Source records
-*-

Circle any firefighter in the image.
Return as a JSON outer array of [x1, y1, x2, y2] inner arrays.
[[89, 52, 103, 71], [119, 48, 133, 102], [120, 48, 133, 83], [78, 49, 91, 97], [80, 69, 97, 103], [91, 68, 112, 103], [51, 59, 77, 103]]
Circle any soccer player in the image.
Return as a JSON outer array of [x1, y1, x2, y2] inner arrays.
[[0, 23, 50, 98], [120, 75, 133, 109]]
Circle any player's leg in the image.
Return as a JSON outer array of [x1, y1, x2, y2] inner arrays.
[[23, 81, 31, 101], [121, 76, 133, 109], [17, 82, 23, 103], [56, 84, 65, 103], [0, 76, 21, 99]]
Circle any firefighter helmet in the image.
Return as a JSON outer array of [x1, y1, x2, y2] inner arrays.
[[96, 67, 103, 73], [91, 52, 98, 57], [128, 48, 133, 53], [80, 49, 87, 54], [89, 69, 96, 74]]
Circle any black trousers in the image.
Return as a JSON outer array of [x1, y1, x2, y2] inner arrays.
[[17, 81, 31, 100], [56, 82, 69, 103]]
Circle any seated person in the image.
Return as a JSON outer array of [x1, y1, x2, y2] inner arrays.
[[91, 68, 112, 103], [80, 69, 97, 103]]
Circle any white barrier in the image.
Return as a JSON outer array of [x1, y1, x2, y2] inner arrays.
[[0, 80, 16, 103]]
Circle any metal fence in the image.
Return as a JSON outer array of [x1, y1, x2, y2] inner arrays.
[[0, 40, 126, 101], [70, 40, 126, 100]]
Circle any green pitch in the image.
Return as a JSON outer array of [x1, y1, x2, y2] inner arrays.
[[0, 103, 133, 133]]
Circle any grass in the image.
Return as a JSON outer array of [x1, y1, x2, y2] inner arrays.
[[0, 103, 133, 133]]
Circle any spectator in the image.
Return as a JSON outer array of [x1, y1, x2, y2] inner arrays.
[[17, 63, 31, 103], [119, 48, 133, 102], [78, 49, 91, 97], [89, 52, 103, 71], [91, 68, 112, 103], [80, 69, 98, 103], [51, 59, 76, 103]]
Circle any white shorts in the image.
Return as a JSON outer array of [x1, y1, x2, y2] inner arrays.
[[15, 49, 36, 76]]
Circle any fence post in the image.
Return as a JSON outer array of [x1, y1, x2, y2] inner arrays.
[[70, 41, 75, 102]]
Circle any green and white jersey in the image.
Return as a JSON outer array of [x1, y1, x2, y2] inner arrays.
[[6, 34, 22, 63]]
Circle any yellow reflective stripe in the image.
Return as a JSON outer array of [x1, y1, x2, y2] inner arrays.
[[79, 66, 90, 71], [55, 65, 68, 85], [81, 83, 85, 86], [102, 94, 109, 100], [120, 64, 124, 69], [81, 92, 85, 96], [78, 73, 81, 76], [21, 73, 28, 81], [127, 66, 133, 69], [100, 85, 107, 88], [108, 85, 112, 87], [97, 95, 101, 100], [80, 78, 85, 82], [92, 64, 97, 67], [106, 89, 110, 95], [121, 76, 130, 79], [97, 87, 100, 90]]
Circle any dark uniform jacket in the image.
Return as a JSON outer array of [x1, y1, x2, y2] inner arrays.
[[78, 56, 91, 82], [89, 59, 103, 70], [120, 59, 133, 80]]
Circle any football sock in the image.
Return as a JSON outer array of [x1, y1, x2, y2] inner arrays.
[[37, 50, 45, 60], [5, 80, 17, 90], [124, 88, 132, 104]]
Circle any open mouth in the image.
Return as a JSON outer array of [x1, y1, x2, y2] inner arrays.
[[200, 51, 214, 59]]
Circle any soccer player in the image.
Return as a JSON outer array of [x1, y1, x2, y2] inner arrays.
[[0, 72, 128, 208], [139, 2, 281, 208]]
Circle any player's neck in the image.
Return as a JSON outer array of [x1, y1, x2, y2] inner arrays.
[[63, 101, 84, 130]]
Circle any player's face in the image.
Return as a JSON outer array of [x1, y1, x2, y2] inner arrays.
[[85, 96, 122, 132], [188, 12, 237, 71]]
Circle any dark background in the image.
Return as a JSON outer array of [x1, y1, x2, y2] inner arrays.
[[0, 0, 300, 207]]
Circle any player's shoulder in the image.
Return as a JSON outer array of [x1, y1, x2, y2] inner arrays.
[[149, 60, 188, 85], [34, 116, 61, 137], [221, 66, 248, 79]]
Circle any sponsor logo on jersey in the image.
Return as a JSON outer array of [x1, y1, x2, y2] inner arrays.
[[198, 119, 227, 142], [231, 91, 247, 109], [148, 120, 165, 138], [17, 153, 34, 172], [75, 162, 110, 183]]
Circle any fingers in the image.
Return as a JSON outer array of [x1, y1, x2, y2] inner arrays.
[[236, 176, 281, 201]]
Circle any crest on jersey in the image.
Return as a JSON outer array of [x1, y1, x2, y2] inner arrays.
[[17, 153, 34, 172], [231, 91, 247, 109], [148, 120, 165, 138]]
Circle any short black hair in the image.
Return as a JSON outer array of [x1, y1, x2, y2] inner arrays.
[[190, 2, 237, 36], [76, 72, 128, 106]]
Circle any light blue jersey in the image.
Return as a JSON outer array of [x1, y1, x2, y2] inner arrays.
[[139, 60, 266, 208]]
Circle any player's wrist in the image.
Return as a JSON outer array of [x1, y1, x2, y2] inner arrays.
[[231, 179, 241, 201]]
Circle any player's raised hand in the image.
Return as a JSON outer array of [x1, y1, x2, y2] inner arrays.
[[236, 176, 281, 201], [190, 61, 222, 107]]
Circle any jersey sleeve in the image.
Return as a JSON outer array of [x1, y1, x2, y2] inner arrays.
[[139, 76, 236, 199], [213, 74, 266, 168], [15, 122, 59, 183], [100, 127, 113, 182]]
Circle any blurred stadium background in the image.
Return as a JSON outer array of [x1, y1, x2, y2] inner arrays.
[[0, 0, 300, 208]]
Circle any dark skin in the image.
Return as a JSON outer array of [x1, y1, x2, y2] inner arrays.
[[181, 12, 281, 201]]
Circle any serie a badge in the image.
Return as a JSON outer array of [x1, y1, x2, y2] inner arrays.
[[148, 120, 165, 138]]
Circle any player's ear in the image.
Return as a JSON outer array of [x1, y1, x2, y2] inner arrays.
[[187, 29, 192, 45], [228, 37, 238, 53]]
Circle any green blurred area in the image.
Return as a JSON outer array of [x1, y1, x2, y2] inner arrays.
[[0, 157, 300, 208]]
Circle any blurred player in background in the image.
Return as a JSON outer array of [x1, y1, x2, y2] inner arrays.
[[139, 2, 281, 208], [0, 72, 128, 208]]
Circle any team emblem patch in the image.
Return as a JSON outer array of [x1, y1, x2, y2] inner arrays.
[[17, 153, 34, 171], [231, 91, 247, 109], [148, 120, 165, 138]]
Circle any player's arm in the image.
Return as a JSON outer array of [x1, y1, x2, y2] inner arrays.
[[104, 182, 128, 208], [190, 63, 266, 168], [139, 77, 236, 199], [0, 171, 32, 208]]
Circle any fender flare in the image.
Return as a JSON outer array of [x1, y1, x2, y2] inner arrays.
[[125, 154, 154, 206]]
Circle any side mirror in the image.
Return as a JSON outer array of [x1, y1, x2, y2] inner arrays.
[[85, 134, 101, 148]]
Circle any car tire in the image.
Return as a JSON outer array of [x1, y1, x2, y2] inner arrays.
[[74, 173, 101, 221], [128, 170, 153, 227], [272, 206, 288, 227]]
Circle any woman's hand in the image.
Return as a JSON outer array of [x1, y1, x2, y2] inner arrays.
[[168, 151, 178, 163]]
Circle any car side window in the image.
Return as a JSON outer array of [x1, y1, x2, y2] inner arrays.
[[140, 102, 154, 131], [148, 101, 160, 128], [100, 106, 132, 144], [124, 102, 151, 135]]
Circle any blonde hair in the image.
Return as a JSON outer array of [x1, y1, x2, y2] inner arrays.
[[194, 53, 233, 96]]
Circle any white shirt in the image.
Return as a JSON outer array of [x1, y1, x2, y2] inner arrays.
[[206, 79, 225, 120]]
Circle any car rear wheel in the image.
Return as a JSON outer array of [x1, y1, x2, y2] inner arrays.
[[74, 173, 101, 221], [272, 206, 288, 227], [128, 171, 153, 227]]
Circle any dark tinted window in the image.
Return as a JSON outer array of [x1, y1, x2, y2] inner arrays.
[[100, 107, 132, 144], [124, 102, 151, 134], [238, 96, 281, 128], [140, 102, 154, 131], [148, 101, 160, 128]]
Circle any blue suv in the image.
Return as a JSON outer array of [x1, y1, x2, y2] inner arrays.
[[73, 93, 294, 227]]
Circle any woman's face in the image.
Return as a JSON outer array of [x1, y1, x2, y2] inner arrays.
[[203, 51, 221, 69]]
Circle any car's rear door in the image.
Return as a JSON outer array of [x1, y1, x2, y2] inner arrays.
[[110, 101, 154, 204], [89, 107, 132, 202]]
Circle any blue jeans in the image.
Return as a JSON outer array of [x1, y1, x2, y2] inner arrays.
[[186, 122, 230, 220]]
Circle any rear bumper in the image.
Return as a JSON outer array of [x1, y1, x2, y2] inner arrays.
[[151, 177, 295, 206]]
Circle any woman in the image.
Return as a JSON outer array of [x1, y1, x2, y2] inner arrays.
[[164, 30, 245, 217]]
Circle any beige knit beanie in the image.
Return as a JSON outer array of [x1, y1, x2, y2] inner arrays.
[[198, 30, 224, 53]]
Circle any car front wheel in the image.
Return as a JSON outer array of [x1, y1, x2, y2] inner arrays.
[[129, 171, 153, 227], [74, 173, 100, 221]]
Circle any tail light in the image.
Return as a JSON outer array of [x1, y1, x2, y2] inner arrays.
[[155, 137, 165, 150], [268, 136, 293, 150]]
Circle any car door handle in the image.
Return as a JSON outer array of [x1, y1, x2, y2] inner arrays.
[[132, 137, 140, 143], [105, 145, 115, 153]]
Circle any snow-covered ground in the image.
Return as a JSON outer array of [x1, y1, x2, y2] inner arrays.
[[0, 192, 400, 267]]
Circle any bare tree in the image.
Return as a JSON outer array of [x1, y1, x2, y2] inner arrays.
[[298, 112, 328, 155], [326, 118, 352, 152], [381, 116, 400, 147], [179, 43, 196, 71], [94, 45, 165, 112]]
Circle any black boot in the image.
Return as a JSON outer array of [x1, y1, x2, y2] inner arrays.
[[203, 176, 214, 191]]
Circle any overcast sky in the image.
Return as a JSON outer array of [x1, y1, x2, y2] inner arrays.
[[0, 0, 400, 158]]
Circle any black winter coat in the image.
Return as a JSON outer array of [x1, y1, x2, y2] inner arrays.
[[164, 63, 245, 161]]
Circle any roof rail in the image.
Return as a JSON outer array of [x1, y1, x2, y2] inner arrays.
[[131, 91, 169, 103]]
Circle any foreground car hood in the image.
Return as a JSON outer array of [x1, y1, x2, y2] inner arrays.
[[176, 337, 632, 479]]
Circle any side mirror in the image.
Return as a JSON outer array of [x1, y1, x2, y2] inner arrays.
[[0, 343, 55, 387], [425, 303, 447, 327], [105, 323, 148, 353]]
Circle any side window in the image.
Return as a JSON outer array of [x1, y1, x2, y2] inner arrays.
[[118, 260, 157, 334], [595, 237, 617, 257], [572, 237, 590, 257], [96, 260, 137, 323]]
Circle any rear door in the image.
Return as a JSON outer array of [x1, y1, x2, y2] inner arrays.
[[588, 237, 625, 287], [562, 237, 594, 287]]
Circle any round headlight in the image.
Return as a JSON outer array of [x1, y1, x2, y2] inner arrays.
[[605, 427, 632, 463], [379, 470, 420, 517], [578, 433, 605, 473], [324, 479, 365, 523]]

-*-

**TASK OBJECTIVE:** Copy the entries above word for word, from the first line through the line containing "[[91, 68, 112, 103], [80, 69, 97, 103]]", including that line.

**SOLUTION TO THIS EXERCISE:**
Circle any firefighter in the image.
Return as a JSON outer array of [x1, y1, x2, y2] inner arrays.
[[89, 52, 103, 71], [119, 48, 133, 102], [120, 48, 133, 83], [78, 49, 91, 97], [80, 69, 97, 103], [91, 68, 112, 103], [51, 59, 77, 103]]
Circle any soccer player in the image.
Return as a JSON outer array of [x1, y1, x2, y2] inner arrays.
[[0, 23, 50, 98], [120, 75, 133, 109]]
Circle any player's leg in the image.
Return as a JSON outer array of [x1, y1, x2, y2] inner arrays.
[[23, 81, 31, 101], [121, 76, 133, 109], [17, 82, 23, 103], [56, 84, 65, 103], [0, 76, 21, 99]]
Circle any firefighter helmet in the image.
Return as a JSON outer array of [x1, y1, x2, y2] inner arrays.
[[96, 67, 103, 73], [91, 52, 98, 57], [128, 48, 133, 53], [80, 49, 87, 54], [89, 69, 96, 74]]
Circle any black trousers in the image.
Return as a JSON outer array of [x1, y1, x2, y2] inner arrays.
[[17, 81, 31, 100], [56, 82, 69, 103]]
Circle any seated person in the image.
Return as a JSON outer array of [x1, y1, x2, y2] inner arrays.
[[91, 68, 112, 103], [80, 69, 97, 103]]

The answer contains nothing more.